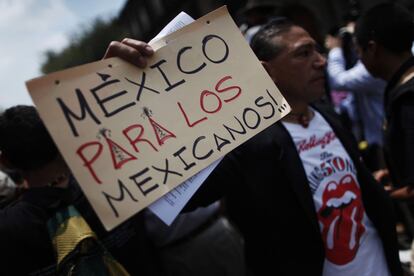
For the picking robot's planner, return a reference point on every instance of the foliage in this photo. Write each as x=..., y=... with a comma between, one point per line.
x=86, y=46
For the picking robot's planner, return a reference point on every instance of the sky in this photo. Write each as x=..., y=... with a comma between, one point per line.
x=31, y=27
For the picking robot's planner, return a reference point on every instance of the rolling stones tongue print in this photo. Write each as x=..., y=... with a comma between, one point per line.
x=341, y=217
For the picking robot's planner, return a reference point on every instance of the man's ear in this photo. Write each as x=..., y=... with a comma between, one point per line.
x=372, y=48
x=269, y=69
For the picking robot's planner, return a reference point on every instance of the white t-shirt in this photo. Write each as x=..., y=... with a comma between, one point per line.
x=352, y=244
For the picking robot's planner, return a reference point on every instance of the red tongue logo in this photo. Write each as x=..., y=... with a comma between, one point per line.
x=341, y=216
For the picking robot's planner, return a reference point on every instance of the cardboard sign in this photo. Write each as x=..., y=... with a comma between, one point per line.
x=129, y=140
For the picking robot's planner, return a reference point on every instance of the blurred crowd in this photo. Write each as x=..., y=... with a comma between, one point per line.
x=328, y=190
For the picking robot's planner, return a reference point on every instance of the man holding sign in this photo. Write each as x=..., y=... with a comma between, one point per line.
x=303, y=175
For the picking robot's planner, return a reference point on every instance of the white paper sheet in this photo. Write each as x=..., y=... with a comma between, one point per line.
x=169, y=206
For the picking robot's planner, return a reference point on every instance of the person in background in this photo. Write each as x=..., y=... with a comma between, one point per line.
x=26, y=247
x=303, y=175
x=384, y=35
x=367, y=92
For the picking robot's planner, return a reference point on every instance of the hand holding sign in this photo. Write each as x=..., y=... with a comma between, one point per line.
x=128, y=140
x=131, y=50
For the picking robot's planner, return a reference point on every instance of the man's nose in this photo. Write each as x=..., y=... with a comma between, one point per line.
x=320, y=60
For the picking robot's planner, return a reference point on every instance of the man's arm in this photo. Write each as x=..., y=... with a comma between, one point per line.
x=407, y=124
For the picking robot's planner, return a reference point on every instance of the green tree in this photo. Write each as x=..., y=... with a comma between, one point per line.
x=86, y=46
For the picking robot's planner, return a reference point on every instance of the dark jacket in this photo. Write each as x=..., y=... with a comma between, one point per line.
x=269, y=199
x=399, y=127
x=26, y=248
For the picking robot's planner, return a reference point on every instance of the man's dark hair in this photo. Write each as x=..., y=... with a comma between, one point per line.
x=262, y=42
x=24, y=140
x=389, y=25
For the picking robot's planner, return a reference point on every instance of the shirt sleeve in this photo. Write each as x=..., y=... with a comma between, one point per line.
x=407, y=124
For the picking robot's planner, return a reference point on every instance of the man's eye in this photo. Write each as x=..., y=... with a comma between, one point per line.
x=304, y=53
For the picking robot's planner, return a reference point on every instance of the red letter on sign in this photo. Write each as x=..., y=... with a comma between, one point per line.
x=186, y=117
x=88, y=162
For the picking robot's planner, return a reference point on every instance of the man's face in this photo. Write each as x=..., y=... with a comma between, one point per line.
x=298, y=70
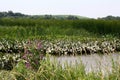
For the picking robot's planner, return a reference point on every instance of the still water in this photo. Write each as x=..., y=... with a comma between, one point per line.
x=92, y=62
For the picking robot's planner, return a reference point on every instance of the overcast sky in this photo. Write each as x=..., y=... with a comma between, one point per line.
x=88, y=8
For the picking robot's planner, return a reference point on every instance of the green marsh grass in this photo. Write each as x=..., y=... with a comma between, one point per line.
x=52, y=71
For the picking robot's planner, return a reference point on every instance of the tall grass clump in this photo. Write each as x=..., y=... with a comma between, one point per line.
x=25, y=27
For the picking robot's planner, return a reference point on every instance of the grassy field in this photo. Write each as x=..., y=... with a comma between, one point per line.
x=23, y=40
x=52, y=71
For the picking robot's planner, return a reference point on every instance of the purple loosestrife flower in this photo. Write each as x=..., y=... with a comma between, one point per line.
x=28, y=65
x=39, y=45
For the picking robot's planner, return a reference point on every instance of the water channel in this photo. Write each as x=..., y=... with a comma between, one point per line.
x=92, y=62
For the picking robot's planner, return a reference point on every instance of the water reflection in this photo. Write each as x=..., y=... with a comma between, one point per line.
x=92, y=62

* * *

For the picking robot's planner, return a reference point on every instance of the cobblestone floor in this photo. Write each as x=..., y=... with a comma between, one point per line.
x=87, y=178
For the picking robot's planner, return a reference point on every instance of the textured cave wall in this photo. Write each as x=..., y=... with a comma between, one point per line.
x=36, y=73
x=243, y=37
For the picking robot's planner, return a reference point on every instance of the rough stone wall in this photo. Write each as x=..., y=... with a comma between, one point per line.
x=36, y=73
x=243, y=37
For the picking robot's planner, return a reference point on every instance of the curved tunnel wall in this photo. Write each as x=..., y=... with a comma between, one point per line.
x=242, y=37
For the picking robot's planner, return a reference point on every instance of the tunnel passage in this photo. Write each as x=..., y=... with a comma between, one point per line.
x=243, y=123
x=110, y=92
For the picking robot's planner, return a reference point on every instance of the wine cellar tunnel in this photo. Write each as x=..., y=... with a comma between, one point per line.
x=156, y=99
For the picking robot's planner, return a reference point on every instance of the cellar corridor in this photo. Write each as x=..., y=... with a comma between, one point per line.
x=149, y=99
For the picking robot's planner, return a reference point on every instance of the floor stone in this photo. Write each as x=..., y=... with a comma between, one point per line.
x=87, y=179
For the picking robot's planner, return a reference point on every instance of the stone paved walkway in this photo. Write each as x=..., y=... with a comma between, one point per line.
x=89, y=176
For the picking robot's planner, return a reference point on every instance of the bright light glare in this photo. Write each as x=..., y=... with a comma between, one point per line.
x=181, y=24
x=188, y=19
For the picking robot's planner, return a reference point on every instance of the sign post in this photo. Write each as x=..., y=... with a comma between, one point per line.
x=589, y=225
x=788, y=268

* Do this:
Copy out the records from the line containing "the green tree" through the line containing "x=389, y=25", both lines included, reproducing each line character for character.

* Answer to this problem:
For the picking robot's planner, return a reference point on every instance of the green tree in this photo. Write each as x=..., y=... with a comma between, one point per line.
x=86, y=46
For the picking robot's planner, return a reference point on every instance of the dark jacket in this photo. Write each as x=..., y=... with a comma between, one point per line.
x=269, y=199
x=399, y=127
x=26, y=248
For the picking robot's planner, return a reference point on every instance of the man's dark hair in this photo. Write each as x=..., y=... with a comma between, one point per line.
x=262, y=42
x=24, y=140
x=389, y=25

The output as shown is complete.